## Brief:
Gather every line below that contains the word "grass" and copy each one in full. Match case exactly.

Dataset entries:
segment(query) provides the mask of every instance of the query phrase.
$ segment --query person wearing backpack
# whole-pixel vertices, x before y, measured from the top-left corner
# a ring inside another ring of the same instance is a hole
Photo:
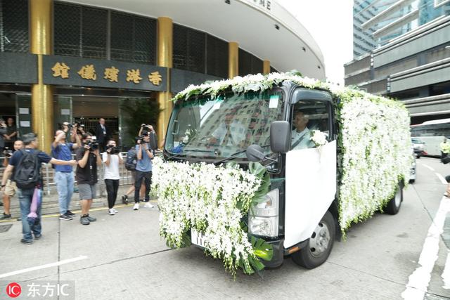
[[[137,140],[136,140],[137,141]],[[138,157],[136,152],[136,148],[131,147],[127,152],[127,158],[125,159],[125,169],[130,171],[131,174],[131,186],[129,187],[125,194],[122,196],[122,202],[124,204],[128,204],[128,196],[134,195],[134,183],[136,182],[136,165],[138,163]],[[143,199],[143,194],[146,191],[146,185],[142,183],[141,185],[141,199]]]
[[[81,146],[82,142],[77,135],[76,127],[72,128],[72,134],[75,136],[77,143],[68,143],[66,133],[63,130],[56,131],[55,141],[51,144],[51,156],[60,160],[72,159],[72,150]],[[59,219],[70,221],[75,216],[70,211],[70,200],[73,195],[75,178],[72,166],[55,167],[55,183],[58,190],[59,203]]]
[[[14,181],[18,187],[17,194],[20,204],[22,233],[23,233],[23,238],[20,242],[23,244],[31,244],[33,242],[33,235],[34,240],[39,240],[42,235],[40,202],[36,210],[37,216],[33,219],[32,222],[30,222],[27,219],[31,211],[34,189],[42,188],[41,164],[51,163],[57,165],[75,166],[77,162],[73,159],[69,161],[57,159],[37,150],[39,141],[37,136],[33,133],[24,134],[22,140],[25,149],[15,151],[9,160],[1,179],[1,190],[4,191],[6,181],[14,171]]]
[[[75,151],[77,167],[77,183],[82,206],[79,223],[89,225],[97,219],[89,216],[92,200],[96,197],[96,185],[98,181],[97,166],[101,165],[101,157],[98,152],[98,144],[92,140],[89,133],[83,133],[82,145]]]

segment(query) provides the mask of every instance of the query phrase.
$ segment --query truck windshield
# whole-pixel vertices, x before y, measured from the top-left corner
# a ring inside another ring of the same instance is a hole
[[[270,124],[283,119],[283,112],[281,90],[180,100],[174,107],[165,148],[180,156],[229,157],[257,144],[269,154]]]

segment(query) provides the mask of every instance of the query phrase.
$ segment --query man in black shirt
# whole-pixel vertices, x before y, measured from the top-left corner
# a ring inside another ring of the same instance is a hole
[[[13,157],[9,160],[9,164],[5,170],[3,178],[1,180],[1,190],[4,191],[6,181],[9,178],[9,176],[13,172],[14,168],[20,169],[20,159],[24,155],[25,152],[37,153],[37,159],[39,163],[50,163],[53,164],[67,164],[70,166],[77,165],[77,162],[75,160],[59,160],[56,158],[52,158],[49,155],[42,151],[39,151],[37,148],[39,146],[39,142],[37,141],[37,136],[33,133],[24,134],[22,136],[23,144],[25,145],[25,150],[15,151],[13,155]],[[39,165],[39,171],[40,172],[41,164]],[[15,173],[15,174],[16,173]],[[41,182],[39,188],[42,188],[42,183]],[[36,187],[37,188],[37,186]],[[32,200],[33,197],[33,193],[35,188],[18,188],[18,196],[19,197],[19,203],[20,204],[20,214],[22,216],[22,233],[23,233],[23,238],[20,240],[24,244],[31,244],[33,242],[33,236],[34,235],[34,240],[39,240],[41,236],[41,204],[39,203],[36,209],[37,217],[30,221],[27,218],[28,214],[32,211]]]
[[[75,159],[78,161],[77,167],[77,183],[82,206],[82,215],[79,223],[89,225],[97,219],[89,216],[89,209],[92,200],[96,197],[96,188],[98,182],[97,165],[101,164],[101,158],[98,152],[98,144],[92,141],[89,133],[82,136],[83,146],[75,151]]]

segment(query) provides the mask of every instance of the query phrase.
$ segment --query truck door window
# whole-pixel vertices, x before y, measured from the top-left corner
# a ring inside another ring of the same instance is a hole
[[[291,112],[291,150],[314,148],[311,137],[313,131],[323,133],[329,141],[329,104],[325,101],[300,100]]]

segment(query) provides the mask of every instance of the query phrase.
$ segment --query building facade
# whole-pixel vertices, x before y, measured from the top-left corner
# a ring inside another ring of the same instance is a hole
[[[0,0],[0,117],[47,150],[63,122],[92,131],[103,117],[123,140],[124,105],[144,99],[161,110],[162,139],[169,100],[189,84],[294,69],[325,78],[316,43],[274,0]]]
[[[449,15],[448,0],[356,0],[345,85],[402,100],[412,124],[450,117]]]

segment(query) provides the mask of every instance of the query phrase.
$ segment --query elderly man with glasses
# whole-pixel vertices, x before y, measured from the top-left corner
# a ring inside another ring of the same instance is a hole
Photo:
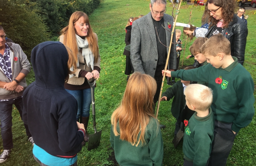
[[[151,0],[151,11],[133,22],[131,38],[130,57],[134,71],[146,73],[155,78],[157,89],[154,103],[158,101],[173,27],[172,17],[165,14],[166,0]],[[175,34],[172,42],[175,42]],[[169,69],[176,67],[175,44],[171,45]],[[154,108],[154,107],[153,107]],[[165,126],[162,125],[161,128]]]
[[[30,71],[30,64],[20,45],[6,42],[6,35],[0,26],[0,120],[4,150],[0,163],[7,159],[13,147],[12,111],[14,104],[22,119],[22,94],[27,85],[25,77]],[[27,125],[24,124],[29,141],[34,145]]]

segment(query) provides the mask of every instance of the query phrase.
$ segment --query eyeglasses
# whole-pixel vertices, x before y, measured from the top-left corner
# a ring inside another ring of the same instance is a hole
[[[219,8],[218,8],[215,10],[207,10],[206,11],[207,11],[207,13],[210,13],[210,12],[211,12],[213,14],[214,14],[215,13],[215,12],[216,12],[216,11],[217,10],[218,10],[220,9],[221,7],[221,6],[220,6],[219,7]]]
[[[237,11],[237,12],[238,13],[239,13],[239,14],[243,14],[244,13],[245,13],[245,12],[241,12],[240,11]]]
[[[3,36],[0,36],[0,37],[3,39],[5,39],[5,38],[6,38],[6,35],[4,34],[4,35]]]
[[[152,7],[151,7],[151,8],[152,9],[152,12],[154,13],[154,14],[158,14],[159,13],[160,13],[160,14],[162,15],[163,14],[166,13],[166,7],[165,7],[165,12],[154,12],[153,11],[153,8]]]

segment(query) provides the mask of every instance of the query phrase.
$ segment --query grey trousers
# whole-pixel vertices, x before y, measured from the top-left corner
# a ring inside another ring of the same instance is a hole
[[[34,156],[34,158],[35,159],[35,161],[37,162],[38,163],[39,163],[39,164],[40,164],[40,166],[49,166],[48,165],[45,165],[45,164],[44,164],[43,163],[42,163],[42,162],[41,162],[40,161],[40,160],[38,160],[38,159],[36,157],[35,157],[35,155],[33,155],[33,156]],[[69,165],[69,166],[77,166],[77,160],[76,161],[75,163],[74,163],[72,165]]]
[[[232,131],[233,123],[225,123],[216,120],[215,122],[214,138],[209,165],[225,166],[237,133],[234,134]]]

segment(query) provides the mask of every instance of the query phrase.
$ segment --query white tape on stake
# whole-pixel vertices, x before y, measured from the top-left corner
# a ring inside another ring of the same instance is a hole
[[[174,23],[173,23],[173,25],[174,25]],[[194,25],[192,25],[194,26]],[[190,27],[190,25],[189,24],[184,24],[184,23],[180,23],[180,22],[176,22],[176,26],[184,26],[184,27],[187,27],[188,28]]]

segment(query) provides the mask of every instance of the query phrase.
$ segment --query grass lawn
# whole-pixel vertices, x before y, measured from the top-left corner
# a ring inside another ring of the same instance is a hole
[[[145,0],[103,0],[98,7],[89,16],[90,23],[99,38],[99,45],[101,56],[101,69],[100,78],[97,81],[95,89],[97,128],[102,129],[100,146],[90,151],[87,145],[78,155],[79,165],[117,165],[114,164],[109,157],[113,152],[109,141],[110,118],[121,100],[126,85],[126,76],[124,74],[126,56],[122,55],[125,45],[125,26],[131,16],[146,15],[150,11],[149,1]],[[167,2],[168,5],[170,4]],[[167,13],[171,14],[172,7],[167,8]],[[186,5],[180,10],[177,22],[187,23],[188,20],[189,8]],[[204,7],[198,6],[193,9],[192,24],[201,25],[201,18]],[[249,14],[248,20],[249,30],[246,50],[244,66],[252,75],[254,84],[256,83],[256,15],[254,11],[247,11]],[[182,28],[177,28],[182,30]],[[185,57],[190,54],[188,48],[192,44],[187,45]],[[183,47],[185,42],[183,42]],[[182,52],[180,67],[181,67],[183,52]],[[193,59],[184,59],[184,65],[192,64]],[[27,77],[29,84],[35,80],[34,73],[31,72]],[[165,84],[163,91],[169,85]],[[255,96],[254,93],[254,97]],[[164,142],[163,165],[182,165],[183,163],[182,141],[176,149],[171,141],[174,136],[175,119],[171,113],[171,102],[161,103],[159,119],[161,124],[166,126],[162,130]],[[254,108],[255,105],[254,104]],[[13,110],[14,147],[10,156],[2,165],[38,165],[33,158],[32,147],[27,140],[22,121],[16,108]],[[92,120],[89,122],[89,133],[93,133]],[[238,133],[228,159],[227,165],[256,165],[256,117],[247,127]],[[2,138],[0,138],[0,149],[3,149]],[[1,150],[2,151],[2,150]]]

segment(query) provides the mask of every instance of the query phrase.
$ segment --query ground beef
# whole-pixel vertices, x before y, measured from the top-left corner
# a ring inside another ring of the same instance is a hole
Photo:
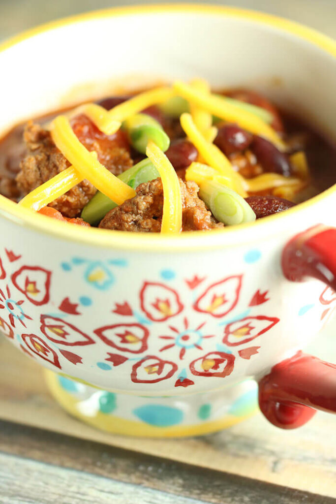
--
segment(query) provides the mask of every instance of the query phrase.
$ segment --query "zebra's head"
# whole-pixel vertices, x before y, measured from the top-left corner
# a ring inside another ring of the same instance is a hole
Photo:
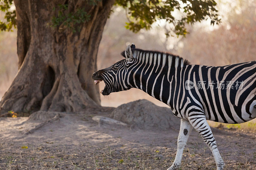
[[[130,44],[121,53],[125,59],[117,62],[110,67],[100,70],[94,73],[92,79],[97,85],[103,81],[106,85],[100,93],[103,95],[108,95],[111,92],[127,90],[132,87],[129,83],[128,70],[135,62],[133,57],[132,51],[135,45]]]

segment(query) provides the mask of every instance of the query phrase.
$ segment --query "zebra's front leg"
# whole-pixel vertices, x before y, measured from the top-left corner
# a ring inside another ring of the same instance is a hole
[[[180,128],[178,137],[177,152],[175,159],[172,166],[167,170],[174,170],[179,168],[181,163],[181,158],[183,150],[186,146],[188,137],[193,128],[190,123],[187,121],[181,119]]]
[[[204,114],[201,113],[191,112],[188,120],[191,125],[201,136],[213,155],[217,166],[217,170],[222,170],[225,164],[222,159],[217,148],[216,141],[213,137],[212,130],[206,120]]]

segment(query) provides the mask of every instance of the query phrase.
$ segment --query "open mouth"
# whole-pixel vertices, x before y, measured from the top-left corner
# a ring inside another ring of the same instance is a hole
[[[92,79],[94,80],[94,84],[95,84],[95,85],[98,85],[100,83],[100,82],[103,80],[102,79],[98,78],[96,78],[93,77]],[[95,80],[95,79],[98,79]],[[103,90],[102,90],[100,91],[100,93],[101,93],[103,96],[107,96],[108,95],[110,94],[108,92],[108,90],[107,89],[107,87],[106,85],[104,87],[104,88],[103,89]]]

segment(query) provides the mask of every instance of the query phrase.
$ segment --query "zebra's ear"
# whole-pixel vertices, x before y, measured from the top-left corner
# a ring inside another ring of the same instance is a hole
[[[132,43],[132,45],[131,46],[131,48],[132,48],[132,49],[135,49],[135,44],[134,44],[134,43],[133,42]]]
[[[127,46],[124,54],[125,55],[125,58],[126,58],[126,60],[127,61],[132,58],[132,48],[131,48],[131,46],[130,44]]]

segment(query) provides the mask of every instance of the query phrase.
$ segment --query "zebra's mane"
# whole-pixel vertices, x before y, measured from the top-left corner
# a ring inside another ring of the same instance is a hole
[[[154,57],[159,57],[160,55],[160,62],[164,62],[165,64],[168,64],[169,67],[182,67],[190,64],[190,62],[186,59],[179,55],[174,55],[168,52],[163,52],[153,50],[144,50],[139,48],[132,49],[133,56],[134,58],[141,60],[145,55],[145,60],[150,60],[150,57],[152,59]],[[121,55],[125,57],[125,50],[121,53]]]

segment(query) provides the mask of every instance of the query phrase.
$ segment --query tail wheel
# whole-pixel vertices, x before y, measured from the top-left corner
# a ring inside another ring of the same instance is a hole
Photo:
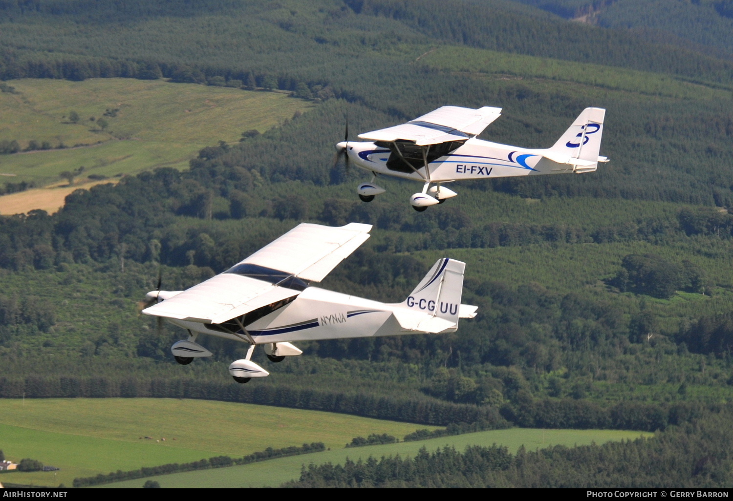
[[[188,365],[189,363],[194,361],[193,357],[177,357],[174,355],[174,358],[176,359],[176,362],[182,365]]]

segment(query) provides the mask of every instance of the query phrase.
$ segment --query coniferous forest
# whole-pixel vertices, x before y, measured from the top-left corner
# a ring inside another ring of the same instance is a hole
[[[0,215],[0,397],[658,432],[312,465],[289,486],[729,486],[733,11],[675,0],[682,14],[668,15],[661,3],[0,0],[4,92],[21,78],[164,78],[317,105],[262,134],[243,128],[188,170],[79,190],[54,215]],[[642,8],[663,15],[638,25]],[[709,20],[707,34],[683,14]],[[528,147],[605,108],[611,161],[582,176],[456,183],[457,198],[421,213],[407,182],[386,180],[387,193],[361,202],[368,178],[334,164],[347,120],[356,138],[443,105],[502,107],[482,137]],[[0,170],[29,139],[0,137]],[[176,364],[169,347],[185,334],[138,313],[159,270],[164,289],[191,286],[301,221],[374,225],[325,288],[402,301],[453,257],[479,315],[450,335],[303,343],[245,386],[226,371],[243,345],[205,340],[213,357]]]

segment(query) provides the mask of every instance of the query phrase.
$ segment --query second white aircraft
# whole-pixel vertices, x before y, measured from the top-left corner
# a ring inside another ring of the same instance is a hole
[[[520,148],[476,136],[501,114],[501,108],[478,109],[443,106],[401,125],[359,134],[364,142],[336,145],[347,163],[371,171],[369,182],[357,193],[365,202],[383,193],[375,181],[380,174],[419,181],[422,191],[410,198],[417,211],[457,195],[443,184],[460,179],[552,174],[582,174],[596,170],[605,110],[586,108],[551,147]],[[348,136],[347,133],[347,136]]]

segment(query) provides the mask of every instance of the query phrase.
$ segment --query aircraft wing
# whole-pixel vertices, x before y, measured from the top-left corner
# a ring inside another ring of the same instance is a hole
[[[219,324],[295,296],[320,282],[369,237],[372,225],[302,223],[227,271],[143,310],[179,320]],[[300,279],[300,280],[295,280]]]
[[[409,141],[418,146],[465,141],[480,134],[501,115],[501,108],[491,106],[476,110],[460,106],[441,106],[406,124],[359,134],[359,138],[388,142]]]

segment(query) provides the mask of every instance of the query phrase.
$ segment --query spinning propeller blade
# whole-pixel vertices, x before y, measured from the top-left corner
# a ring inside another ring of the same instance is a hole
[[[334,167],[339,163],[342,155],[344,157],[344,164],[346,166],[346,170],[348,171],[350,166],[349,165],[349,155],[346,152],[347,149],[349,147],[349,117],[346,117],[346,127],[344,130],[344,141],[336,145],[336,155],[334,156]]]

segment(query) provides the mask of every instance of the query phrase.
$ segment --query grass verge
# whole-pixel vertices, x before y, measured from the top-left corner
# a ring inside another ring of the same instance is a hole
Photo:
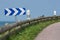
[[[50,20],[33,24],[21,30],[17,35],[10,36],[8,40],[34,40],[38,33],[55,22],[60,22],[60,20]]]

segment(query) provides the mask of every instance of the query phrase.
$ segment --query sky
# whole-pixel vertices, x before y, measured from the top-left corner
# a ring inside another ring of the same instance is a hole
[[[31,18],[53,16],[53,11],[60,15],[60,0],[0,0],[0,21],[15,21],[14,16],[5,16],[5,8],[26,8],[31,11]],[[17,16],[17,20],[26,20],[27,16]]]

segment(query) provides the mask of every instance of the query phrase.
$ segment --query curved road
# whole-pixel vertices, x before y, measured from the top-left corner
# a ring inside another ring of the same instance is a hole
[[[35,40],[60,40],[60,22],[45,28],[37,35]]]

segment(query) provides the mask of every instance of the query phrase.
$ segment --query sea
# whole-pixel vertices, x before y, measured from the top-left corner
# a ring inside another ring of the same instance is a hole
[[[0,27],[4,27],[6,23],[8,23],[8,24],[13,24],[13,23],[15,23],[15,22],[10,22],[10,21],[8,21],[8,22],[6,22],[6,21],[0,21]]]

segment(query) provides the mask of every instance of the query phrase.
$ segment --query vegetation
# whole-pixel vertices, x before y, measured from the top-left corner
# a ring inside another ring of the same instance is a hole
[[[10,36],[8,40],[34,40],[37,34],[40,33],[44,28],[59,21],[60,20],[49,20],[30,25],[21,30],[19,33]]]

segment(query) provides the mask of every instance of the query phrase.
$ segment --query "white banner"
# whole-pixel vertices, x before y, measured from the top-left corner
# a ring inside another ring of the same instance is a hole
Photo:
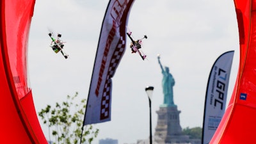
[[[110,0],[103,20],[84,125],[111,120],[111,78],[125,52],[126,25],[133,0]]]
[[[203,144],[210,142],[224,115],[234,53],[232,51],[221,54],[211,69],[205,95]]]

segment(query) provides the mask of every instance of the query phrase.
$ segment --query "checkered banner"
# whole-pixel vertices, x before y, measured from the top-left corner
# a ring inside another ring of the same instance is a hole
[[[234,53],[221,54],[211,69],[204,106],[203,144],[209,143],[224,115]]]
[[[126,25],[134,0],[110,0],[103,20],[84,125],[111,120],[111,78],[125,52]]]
* * *
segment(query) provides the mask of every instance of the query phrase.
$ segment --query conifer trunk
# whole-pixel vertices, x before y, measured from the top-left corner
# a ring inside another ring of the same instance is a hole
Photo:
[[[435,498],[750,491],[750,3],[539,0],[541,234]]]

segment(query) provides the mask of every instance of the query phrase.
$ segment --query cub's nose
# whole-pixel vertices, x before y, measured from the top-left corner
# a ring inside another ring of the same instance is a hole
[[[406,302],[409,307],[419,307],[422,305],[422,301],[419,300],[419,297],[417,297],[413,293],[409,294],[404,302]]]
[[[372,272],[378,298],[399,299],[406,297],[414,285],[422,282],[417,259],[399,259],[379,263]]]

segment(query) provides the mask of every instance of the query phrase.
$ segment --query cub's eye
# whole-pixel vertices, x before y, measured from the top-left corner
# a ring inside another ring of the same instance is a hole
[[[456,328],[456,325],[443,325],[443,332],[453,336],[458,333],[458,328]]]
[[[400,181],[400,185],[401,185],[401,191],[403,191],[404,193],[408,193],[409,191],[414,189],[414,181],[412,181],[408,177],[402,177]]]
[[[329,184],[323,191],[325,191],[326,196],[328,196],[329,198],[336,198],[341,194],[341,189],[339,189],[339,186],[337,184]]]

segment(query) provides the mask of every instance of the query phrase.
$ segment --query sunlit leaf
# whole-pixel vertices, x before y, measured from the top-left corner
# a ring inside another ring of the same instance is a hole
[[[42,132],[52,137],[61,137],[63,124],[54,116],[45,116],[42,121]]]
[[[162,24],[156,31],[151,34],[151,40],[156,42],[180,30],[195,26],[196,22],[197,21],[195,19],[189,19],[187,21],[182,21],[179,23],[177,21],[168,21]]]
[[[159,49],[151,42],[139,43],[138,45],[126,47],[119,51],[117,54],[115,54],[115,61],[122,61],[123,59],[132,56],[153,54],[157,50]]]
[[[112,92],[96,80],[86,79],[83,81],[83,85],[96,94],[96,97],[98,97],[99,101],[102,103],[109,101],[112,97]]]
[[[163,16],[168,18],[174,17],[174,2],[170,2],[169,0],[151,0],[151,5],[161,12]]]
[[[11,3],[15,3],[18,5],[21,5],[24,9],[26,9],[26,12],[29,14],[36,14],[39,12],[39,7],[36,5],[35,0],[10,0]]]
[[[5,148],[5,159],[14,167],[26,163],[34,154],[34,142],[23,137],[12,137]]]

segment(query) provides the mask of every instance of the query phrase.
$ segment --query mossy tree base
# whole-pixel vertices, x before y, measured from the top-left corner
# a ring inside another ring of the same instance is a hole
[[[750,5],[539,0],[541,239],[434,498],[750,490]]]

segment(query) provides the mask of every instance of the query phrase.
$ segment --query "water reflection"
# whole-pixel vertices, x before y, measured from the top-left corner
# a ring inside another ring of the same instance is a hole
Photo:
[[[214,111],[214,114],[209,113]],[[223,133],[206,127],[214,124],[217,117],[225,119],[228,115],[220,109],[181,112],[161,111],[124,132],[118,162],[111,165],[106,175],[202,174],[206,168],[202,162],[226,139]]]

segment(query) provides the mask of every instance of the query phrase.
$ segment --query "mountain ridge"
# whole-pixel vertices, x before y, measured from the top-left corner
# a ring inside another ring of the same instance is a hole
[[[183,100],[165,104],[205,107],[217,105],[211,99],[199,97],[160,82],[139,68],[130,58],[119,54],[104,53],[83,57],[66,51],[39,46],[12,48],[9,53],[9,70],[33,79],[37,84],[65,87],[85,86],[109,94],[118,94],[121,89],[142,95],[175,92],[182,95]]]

## The output:
$ segment --query grass lawn
$ segment --query grass verge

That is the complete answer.